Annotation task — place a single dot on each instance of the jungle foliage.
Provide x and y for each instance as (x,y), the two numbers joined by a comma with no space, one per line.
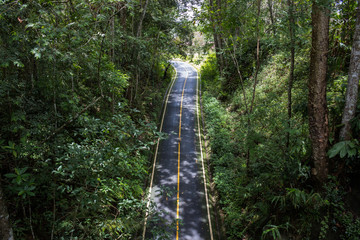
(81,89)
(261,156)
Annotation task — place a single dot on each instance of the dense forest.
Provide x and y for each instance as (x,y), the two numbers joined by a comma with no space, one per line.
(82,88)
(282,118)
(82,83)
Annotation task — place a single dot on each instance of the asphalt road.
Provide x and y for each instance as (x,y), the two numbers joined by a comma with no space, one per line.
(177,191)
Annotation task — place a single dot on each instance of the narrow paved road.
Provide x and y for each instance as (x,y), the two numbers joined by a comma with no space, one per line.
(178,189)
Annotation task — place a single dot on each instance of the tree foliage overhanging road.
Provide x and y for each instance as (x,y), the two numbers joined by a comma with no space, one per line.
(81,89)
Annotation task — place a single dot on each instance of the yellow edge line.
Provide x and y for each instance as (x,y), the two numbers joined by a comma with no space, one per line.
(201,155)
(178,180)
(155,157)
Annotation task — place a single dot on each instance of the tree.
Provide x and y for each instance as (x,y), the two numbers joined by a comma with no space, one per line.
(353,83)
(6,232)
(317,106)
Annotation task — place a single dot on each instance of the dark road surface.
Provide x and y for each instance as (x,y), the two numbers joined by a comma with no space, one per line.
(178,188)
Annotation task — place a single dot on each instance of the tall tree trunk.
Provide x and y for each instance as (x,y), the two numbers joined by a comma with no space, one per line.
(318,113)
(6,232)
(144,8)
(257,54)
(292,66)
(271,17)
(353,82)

_Objective:_
Include both ends. Return the line holding "of the tree." and all lines after it in the records above, exactly as written.

_Correct response:_
Annotation task — place a single dot on each instance of the tree.
Provide x and y for each instance as (x,y), the two numbers joined by a comma with no space, one per line.
(353,83)
(6,232)
(317,106)
Annotation task — place a single dot on each instance of the dark road surface.
Provide x and y for each instance as (x,y), the two numbers joined by a comma with no space, one per line.
(178,188)
Annotation task — place a single dot on each instance of the tall tree trunk.
Provide x and y for each instance as (x,y), the two numbers joined by a comma with no space, one per line.
(318,113)
(6,232)
(144,8)
(257,54)
(292,66)
(271,17)
(353,82)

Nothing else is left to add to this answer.